■ **The request**
Reproduce the records exactly.

━━ Data for processing

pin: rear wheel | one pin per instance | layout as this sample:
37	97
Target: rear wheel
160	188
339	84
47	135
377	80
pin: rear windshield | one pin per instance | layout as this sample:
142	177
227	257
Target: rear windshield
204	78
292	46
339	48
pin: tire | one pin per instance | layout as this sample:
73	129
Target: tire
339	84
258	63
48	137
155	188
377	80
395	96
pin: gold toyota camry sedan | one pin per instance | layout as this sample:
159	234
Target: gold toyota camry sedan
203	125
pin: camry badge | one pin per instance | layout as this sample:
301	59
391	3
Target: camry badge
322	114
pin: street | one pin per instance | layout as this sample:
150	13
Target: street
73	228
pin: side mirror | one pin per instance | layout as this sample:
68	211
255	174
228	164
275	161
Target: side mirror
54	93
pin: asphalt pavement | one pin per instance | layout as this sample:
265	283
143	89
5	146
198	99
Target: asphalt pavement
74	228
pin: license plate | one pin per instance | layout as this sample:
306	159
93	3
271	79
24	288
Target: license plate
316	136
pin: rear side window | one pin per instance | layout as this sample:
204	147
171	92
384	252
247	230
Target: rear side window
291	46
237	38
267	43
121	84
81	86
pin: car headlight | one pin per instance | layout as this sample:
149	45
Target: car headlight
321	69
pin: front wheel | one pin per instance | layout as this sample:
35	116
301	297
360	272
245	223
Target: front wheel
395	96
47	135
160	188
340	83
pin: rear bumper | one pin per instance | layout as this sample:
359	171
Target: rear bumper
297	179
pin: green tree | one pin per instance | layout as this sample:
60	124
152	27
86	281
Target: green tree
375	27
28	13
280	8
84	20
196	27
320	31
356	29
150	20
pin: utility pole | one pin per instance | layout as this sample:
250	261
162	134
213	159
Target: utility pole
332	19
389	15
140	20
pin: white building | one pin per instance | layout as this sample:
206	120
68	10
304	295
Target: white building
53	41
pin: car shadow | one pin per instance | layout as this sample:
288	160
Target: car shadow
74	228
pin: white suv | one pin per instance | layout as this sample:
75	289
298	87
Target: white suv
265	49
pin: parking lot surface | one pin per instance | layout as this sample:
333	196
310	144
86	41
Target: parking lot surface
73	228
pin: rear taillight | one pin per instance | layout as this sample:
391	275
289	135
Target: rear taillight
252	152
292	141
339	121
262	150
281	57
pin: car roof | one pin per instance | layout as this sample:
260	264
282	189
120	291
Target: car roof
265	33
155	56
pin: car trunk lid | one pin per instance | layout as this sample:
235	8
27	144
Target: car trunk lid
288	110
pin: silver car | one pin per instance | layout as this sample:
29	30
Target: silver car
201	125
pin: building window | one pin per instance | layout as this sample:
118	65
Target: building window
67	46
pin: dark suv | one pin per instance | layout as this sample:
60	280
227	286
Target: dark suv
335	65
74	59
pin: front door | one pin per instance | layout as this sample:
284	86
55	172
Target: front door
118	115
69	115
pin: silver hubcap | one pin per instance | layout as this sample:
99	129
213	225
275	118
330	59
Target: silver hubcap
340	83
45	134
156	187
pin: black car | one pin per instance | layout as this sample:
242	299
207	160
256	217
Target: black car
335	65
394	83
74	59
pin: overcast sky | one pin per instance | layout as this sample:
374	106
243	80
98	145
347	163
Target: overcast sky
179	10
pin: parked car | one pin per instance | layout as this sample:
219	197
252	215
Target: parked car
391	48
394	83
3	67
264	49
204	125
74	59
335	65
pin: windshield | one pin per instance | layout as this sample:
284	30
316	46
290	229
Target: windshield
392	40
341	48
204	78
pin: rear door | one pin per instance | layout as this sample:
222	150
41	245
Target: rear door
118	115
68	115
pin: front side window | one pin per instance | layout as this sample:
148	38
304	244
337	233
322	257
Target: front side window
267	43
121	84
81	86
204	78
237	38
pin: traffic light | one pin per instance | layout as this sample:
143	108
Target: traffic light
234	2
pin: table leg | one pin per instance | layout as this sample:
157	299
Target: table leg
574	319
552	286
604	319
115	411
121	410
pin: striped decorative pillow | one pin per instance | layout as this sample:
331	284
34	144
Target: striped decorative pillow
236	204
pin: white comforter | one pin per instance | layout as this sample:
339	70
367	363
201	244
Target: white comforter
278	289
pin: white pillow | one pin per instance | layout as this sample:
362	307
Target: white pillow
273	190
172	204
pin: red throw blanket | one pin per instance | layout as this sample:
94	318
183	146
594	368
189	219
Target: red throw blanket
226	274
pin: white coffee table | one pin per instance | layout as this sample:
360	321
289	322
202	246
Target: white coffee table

━━━━

■ **The output**
pin: rear wheel | one pin per instance | layout as this sample:
37	97
Target: rear wheel
160	188
339	84
47	135
377	80
pin: rear windshield | one pin per instance | layout as this sample:
142	177
227	257
Target: rear windshield
204	78
292	46
339	48
pin: tire | one pin per instance | layout as this sample:
73	129
Target: tire
339	84
258	63
48	137
155	188
377	80
395	96
pin: gold toyota camry sedan | one pin per instance | layout as this sample:
159	234
Target: gold toyota camry sedan
203	125
pin: camry badge | one pin per instance | layout as this sample:
301	59
391	3
Target: camry badge
322	114
pin: street | one pin per instance | layout as this sample:
150	13
Target: street
73	228
pin: side mirror | one pin per instance | layout as this sample:
68	211
255	174
228	164
275	161
Target: side mirror
54	93
pin: asphalt pavement | one pin per instance | layout as this sample:
265	283
143	89
5	146
198	99
Target: asphalt pavement
74	228
pin: license plate | one pin per instance | layout as this sample:
306	159
93	3
271	79
24	288
Target: license plate
316	136
pin: rear side window | one pin per instance | layout as this sample:
204	147
171	92
384	252
247	230
Target: rear side window
291	46
237	38
267	43
121	84
81	86
pin: car headlight | one pin per instance | layout as this sample:
149	45
Target: car headlight
321	69
pin: front wheel | one pin per instance | layout as this sample:
35	116
301	297
360	272
245	223
Target: front wheel
395	96
47	135
160	188
340	83
pin: rear bumper | one pin per instance | layout as this sample:
359	171
Target: rear bumper
297	179
pin: green tree | one pin per instance | layout as this sample:
60	124
152	27
86	281
Target: green tree
375	27
28	13
280	8
84	20
196	27
320	31
356	29
150	20
pin: utility pole | one pin per instance | layout as this sample:
250	261
162	134
213	159
Target: utility pole
332	19
389	15
140	20
pin: white building | one pin per instance | layout as this sample:
206	120
68	10
304	295
Target: white building
53	41
pin: car shadow | one pin per instance | layout as this sample:
288	160
Target: car shadow
74	228
pin: white suv | one pin per instance | layout as this sample:
75	289
298	87
Target: white suv
265	49
pin: parking lot surface | one pin per instance | layout as this sample:
333	196
310	144
86	41
Target: parking lot surface
73	228
pin: rear taillight | one pin per instance | layout as this sample:
391	275
289	135
Target: rear taillight
252	152
292	141
339	121
262	150
281	57
pin: car roof | one pin per instance | layout as this sample:
260	264
282	189
120	291
Target: car roof
265	33
155	56
pin: car trunk lid | one pin per instance | layout as this sample:
235	8
27	144
Target: car trunk lid
288	110
pin: silver car | one pin per instance | layout as this sample:
29	30
Target: silver car
201	125
pin: building window | one pin per instance | layout as this sample:
118	65
Target: building window
67	46
pin: dark suv | one pin per instance | layout as this sample:
60	280
227	286
Target: dark suv
335	65
74	59
pin: front door | one pin per instance | layout as this sample:
284	86
55	172
Target: front door
118	115
69	115
pin: silver hubcap | one pin per instance | layout as this sample:
99	129
213	225
275	118
330	59
Target: silver hubcap
340	83
45	134
156	187
pin: black car | one pin per instance | layout as this sample:
242	299
207	160
256	217
Target: black car
335	65
394	83
74	59
pin: overcast sky | one pin per instance | layout as this sample:
374	106
243	80
98	145
347	163
Target: overcast sky
179	10
pin: parked car | one pin per instance | layout as this sample:
219	197
252	215
Target: parked car
391	48
394	83
3	67
264	49
204	125
74	59
335	65
pin: windshield | one pin per instance | layout as this sample:
284	30
316	46
290	229
Target: windshield
392	40
341	48
204	78
pin: rear door | one pin per instance | layout as this sample:
222	150
41	245
Target: rear door
118	115
68	115
pin: front side window | one pin per instance | layout as this sample:
148	38
304	244
337	233
322	257
Target: front side window
267	43
121	84
81	86
204	78
237	38
pin: traffic light | one pin per instance | layout as this sample:
143	108
Target: traffic light
234	2
pin: table leg | one pin per instance | layout as this sample:
157	299
Target: table leg
574	319
552	286
604	319
115	411
121	410
pin: striped decorative pillow | one pin per instance | layout as this sample:
331	284
34	144
Target: striped decorative pillow
236	204
pin: white comforter | one pin per instance | layout as this sample:
339	70
367	363
201	244
Target: white comforter
278	289
pin: white pillow | one pin per instance | layout as this sample:
362	307
Target: white pillow
273	190
172	204
pin: red throw blanket | one pin per instance | layout as this sample:
94	318
183	146
594	368
189	219
Target: red throw blanket
226	274
pin: white coffee table | one pin per instance | layout as this sample:
360	321
289	322
202	246
Target: white coffee table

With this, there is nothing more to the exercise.